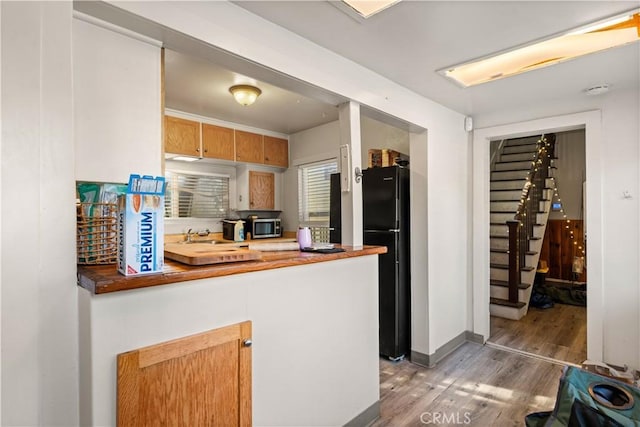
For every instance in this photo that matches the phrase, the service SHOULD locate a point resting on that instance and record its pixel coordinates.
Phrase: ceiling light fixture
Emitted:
(597, 90)
(368, 8)
(245, 94)
(594, 37)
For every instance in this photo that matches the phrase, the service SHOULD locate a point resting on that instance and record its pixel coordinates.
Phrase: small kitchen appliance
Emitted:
(263, 228)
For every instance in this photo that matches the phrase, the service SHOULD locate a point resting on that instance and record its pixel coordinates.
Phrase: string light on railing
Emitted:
(556, 196)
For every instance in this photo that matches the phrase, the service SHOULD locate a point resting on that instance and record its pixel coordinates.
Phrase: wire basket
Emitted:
(97, 233)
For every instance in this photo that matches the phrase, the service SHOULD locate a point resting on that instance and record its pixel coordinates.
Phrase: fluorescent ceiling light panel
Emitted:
(592, 38)
(367, 8)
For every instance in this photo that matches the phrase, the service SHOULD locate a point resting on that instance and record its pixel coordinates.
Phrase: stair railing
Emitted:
(521, 228)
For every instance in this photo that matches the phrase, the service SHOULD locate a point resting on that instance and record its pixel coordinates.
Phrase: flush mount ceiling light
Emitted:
(368, 8)
(184, 158)
(245, 94)
(612, 32)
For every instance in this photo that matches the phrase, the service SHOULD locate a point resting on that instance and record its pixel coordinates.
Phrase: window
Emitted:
(195, 195)
(314, 187)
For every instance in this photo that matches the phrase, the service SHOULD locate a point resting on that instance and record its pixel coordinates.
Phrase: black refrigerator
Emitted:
(385, 205)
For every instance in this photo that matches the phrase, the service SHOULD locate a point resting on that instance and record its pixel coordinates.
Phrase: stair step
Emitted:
(515, 157)
(506, 251)
(506, 267)
(507, 184)
(523, 148)
(524, 140)
(504, 284)
(513, 165)
(509, 175)
(506, 303)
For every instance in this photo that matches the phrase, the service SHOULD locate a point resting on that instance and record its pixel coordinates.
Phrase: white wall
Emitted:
(378, 135)
(613, 251)
(118, 120)
(315, 338)
(39, 312)
(621, 237)
(235, 30)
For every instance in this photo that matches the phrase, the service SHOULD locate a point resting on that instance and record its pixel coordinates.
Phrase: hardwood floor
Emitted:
(559, 332)
(475, 385)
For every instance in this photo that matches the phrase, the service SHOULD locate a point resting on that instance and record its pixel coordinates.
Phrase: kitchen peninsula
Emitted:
(315, 330)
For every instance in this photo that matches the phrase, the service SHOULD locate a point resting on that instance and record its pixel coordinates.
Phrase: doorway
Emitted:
(554, 321)
(590, 122)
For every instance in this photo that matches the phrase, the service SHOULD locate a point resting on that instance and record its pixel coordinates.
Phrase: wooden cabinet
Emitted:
(200, 380)
(261, 190)
(192, 138)
(217, 142)
(249, 147)
(276, 151)
(181, 136)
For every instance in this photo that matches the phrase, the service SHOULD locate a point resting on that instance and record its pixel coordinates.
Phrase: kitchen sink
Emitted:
(209, 241)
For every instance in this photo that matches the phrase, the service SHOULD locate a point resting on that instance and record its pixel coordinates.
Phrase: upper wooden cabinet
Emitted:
(181, 136)
(217, 142)
(262, 190)
(191, 138)
(276, 151)
(200, 380)
(249, 147)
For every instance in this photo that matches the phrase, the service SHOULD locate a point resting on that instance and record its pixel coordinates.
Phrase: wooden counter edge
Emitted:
(101, 279)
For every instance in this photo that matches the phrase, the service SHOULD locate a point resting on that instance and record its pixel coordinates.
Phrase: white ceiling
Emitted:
(410, 41)
(407, 44)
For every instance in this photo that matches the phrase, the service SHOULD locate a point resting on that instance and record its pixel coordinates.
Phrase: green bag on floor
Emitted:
(590, 400)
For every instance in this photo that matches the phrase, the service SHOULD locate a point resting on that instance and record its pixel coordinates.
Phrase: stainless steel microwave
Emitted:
(263, 228)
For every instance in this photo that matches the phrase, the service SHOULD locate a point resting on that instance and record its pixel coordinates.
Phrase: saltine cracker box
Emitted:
(141, 226)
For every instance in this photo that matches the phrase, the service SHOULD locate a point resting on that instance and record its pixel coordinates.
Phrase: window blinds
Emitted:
(313, 192)
(196, 195)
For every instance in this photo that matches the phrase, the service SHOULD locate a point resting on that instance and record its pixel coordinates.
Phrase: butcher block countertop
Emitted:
(102, 279)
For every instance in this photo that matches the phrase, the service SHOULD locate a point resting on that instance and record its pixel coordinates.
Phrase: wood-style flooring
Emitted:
(559, 332)
(475, 385)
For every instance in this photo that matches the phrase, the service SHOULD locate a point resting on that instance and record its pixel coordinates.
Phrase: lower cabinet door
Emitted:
(199, 380)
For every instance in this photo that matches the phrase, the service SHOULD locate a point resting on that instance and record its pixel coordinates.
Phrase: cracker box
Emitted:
(141, 226)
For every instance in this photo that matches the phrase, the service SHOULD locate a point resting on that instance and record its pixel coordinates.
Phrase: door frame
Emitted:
(591, 122)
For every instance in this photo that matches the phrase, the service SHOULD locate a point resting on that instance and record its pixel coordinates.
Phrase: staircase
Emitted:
(513, 173)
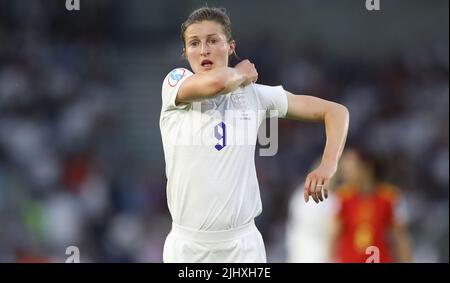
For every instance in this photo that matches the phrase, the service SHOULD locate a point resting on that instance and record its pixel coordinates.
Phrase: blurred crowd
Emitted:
(68, 179)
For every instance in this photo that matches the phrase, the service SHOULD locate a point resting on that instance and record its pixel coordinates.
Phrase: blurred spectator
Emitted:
(371, 214)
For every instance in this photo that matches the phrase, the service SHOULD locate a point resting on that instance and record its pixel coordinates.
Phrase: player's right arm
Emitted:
(216, 82)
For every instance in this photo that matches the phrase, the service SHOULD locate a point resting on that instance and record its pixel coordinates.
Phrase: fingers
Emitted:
(306, 189)
(312, 189)
(316, 187)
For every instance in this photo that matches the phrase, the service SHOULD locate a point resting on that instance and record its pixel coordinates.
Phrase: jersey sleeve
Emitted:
(170, 87)
(273, 99)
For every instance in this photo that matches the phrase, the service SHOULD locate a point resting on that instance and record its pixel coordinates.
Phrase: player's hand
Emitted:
(248, 71)
(317, 181)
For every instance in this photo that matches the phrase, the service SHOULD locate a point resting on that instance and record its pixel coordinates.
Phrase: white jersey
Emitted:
(209, 149)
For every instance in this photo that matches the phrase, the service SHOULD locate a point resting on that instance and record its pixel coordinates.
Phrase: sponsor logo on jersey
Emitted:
(175, 76)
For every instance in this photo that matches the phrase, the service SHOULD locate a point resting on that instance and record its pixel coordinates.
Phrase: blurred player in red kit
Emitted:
(371, 216)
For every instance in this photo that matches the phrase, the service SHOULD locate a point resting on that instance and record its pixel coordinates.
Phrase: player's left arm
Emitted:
(336, 119)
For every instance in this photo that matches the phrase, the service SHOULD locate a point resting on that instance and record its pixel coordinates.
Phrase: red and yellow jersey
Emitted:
(365, 220)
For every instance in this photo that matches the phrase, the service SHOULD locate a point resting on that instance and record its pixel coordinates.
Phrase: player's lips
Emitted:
(207, 63)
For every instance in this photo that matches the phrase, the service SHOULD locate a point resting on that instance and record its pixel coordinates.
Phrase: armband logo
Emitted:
(175, 76)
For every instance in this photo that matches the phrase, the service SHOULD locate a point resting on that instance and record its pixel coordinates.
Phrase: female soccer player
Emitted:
(209, 121)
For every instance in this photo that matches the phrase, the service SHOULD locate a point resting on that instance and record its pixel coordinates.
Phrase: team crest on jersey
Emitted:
(175, 76)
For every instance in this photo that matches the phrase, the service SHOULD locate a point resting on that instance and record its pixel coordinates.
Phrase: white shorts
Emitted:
(240, 245)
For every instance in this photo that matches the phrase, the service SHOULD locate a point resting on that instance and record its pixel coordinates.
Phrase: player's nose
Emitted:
(204, 49)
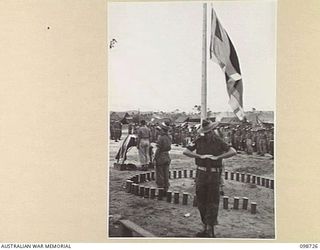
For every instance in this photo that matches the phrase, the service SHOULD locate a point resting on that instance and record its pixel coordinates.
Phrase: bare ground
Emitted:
(171, 220)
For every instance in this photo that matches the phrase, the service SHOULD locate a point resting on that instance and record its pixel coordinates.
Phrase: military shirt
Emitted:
(211, 146)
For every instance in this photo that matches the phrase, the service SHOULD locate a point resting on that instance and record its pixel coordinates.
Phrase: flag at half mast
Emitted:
(223, 53)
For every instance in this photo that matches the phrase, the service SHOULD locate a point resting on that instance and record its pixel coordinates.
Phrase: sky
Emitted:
(156, 63)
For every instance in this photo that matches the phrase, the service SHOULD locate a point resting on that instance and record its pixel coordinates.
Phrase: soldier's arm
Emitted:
(231, 152)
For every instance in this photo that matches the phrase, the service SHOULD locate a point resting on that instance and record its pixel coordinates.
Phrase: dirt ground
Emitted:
(165, 219)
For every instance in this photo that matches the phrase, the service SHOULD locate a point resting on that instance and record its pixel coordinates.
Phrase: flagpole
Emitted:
(204, 66)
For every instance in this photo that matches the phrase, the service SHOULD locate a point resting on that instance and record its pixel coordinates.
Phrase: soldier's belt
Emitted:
(209, 169)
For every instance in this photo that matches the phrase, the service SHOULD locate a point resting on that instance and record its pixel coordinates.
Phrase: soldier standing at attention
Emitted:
(162, 157)
(143, 145)
(209, 149)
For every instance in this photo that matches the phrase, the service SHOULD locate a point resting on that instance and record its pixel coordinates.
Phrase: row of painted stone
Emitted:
(245, 201)
(248, 178)
(150, 192)
(241, 177)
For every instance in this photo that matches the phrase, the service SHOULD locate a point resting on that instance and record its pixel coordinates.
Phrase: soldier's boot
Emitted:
(211, 232)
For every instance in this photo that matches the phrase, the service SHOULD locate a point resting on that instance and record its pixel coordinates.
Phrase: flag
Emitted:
(223, 52)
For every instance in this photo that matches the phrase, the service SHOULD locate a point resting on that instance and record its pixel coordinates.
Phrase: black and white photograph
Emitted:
(191, 119)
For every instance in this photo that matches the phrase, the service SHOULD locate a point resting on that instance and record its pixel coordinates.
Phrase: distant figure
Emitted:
(143, 144)
(130, 128)
(210, 150)
(162, 157)
(117, 128)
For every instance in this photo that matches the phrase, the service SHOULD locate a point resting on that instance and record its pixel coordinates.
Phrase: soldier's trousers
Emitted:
(208, 196)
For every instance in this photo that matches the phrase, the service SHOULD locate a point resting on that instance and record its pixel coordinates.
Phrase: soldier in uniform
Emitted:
(162, 157)
(143, 145)
(209, 149)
□ □ □ □ □
SET PROBLEM
Which lines of the listing contain the string "railing"? Extract every one of them, treating uppercase and lowercase as different.

EXPECTED ANSWER
Phrase: string light on railing
Phrase: stair railing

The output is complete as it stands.